#### [Passage for review]
━━━━━━━━━━━━━━━━

Oral Cavity Squamous Cell Carcinoma - Characteristics and Survival in Aboriginal and Non-Aboriginal Western Australians
Abstract
Background:
Squamous cell carcinoma (SCC) is the most common type of malignancy affecting the oral cavity. While exposures to main risk factors for oral SCC such as smoking and alcohol use are higher amongst the Aboriginal people, little is known about oral cancer in this population. This study aimed to describe characteristics and survival of oral SCC in Aboriginal and non-Aboriginal Western Australians.
Methods:
All primary oral SCC cases reported to the Western Australian Cancer Registry (WACR) between 1990 and 1999 were analysed with respect to person characteristics including: date of birth, sex and indigenous status; and disease characteristics including: date of biopsy, disease stage and site as well as date of recurrence and date of death. Exclusion criteria included diagnosis not based on incisional or excisional biopsy, diagnosis other than oral SCC or a history of another malignant neoplasm.
Results:
Aboriginal individuals were more likely to reside in rural areas. No statistically significant differences in oral SCC characteristics and survival were noted between Aboriginal and non-Aboriginal Western Australians.
Conclusion:
This study provides new information on person and disease characteristics of Aboriginal Western Australians diagnosed with oral SCC.
INTRODUCTION
Squamous cell carcinoma (SCC) is the most common type of malignancy affecting the oral cavity and the oropharynx, accounting for over 90% of cases [1]. Australia wide about 2,500 new cases of oral and oropharyngeal cancer (ICD 10 codes: C00-C06 and C090-C10) are reported annually [2]. Treatment modalities of early cancers include surgery or radiation therapy [3]. Advanced disease requires multimodality approach in the form of chemo-radiation therapy or surgery and radiation therapy / chemo-radiation therapy [3]. Despite advances in oral cancer treatment, survival continues to remain poor, which is largely due to late disease presentation [4]. Treatment failures include loco-regional recurrences, metastatic disease and second primaries [5]. Tumour grade, site, size and nodal involvement constitute important prognostic indicators [5]. Fortunately for the majority of individuals, oral cancer is a potentially preventable disease through lifestyle modifications particularly centred around cessation of tobacco and moderation of alcohol use [6]. Solar irradiation, micronutrient deficiency and infections with the human papilloma virus also constitute important risk factors for oral and oropharyngeal SCC [2, 7].

━━━━━━━━━━━━━━━━

#### [Record excerpts]
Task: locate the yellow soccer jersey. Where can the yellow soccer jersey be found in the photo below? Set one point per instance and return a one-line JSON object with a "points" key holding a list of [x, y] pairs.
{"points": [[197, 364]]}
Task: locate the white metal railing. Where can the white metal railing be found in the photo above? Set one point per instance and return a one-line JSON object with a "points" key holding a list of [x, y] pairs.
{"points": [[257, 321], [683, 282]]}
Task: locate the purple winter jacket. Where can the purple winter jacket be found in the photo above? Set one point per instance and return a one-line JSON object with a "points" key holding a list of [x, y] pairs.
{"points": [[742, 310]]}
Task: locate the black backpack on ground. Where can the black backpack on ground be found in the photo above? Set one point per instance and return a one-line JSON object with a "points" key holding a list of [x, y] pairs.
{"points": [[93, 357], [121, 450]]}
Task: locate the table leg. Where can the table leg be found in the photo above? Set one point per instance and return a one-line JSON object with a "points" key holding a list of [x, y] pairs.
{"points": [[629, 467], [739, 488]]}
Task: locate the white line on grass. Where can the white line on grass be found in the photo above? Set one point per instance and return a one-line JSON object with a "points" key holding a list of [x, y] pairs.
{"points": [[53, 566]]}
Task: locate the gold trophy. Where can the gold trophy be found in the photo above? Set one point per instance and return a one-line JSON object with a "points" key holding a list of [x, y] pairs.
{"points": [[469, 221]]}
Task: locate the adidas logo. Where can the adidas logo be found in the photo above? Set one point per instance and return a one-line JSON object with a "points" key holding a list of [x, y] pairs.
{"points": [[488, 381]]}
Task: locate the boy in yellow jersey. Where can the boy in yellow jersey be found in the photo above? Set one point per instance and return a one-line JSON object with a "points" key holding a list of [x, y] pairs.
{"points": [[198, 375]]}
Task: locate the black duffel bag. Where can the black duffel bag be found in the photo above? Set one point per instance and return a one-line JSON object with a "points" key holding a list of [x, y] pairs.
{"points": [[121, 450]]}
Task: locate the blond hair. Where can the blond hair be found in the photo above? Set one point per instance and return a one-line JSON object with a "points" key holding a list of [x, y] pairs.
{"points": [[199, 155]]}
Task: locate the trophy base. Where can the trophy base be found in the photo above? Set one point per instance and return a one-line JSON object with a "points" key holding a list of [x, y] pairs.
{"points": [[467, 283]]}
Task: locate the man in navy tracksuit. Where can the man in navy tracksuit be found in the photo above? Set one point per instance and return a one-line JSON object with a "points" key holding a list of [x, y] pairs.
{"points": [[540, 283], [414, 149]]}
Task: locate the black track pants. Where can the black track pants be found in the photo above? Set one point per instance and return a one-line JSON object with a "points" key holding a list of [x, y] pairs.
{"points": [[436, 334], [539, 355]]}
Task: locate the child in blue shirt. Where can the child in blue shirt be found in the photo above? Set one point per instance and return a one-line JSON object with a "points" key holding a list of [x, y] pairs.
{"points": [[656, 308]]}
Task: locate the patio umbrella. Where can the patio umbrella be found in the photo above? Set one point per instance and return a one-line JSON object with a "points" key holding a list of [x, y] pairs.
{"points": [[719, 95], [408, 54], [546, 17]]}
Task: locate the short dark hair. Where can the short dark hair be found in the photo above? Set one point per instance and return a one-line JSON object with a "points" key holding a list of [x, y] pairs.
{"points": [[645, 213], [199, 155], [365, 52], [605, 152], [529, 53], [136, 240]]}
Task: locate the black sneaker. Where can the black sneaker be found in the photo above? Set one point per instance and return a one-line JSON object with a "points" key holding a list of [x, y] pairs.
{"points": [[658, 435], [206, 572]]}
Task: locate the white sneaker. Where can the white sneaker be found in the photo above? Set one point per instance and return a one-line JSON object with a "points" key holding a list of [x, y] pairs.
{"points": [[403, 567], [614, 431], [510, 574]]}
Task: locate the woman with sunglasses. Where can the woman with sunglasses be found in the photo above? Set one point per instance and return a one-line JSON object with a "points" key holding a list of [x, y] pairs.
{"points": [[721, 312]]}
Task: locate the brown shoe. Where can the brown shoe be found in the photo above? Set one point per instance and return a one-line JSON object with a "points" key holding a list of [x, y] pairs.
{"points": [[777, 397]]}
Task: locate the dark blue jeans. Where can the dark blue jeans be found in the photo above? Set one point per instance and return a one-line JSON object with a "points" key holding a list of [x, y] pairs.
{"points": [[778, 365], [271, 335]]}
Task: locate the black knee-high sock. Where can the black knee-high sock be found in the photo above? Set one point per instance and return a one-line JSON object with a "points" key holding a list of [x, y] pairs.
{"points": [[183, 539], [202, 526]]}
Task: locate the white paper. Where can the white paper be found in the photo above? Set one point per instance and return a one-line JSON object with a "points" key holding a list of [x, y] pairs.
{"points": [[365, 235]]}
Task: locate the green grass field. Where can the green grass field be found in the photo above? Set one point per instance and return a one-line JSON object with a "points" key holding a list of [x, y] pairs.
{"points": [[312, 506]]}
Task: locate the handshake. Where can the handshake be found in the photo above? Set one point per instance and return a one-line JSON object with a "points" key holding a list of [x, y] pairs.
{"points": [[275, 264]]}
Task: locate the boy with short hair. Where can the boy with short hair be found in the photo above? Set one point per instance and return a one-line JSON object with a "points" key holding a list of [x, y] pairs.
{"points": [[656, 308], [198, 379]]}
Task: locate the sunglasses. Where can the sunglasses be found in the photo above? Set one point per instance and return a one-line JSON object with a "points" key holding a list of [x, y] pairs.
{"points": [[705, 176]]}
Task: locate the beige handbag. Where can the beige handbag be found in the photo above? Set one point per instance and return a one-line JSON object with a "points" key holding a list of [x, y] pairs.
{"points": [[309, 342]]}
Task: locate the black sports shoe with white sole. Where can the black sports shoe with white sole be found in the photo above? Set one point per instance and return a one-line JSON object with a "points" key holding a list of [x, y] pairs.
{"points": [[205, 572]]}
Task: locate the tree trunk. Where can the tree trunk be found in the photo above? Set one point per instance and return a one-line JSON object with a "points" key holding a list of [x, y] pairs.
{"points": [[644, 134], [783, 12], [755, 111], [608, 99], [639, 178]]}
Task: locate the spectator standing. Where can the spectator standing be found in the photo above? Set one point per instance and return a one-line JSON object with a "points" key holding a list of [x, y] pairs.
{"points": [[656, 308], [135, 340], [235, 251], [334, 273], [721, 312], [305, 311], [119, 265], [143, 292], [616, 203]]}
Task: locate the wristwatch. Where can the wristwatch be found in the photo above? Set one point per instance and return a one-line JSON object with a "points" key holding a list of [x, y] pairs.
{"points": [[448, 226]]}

━━━━━━━━━━━━━━━━

#### [Activity 1]
Answer the following from the oral SCC text:
(a) Which registry reported the cases that were analyzed?
(b) Which group was more likely to reside in rural areas?
(c) About how many new cases of oral and oropharyngeal cancer are reported annually Australia wide?
#### [Activity 2]
Duplicate the portion of the oral SCC text from "Oral Cavity Squamous" up to and including "in Aboriginal and non-Aboriginal Western Australians.".
The data given after the text are not needed for this work.

#### [Problem solution 1]
(a) The Western Australian Cancer Registry (WACR).
(b) Aboriginal individuals.
(c) About 2,500.

#### [Problem solution 2]
Oral Cavity Squamous Cell Carcinoma - Characteristics and Survival in Aboriginal and Non-Aboriginal Western Australians
Abstract
Background:
Squamous cell carcinoma (SCC) is the most common type of malignancy affecting the oral cavity. While exposures to main risk factors for oral SCC such as smoking and alcohol use are higher amongst the Aboriginal people, little is known about oral cancer in this population. This study aimed to describe characteristics and survival of oral SCC in Aboriginal and non-Aboriginal Western Australians.